● 文本块:
.....
1004. Counting Leaves (30)

题目链接:http://www.patest.cn/contests/pat-a-practise/1004

题目:




  
  
  
  
时间限制
400 ms
内存限制
65536 kB
代码长度限制
16000 B
判题程序
Standard
作者
CHEN, Yue
A family hierarchy is usually presented by a pedigree tree. Your job is to count those family members who have no child.

Input

Each input file contains one test case. Each case starts with a line containing 0 < N < 100, the number of nodes in a tree, and M (< N), the number of non-leaf nodes. Then M lines follow, each in the format:

ID K ID[1] ID[2] ... ID[K]
where ID is a two-digit number representing a given non-leaf node, K is the number of its children, followed by a sequence of two-digit ID's of its children. For the sake of simplicity, let us fix the root ID to be 01.

Output

For each test case, you are supposed to count those family members who have no child for every seniority level starting from the root. The numbers must be printed in a line, separated by a space, and there must be no extra space at the end of each line.

The sample case represents a tree with only 2 nodes, where 01 is the root and 02 is its only child. Hence on the root 01 level, there is 0 leaf node; and on the next level, there is 1 leaf node. Then we should output "0 1" in a line.

Sample Input
2 1
01 1 02
Sample Output
0 1

分析:

题目是说有一个类似家庭族谱的东西,开始的时候是由一个根节点(编号定为01),让你找出每一代中没有孩子的节点个数。
.....
原始记录:
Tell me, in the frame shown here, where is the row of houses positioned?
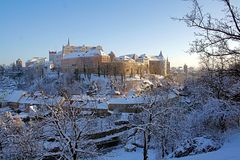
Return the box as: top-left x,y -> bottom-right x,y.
0,87 -> 177,116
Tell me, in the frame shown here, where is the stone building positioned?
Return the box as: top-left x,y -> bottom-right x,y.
59,40 -> 170,76
149,51 -> 170,76
16,58 -> 23,70
62,47 -> 110,73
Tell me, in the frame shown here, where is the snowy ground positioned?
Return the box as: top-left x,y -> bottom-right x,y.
171,134 -> 240,160
97,148 -> 157,160
97,134 -> 240,160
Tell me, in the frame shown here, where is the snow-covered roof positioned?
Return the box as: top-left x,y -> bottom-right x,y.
19,94 -> 64,106
63,48 -> 107,59
97,103 -> 108,109
116,56 -> 133,61
107,97 -> 145,104
138,54 -> 150,59
4,90 -> 27,103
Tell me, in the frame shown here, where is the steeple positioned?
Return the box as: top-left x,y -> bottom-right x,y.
68,38 -> 70,46
159,51 -> 163,58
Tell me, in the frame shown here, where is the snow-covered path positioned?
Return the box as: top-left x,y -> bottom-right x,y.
98,133 -> 240,160
171,134 -> 240,160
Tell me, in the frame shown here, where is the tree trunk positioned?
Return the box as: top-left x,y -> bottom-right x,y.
143,131 -> 148,160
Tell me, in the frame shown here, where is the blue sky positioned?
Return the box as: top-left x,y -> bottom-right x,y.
0,0 -> 228,66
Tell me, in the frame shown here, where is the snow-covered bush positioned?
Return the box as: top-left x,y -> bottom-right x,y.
172,137 -> 221,157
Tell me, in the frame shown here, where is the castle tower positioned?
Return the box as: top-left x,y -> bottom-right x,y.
67,38 -> 70,46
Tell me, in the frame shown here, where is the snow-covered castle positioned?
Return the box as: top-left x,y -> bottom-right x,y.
49,40 -> 170,76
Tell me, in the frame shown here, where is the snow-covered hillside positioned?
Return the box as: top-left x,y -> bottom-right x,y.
171,133 -> 240,160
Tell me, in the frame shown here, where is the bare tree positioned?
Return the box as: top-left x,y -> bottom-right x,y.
178,0 -> 240,75
132,87 -> 185,160
46,100 -> 96,160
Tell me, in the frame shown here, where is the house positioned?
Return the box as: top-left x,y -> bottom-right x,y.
19,92 -> 65,107
4,90 -> 27,109
107,97 -> 146,113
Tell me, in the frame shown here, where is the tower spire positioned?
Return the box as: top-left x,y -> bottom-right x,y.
68,38 -> 70,46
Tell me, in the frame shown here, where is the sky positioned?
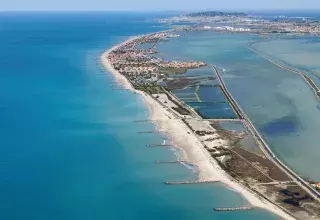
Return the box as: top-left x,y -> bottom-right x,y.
0,0 -> 320,11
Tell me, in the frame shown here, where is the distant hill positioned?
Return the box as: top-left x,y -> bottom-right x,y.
187,11 -> 247,17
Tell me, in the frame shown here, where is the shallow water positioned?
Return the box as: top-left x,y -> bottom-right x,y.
158,32 -> 320,180
0,13 -> 277,220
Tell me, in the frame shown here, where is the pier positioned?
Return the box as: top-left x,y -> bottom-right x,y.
213,206 -> 253,212
147,144 -> 173,147
165,180 -> 220,185
138,131 -> 158,134
155,160 -> 187,164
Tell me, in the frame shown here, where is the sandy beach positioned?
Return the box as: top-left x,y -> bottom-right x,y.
101,36 -> 295,220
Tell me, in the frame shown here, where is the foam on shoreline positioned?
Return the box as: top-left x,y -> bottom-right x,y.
101,36 -> 295,220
.....
● 任务:
a: 在上面的题目文本中,根节点的编号被固定为多少?
b: 摘录题目文本中从"ID K ID[1] ID[2]"开始、到"ID to be 01."结束的部分。
c: 根据上面的题目文本,判断下列说法是否成立。每条回答"是"或"否",并引用文中起决定作用的原话。
(i) 时间限制为 400 毫秒。
(ii) 输出的每行末尾可以带多余的空格。
(iii) 样例所表示的树共有 3 个节点。

● 答案:
a: 01

b:
ID K ID[1] ID[2] ... ID[K]
where ID is a two-digit number representing a given non-leaf node, K is the number of its children, followed by a sequence of two-digit ID's of its children. For the sake of simplicity, let us fix the root ID to be 01.

c:
(i) 是:"400 ms"
(ii) 否:"there must be no extra space at the end of each line"
(iii) 否:"The sample case represents a tree with only 2 nodes"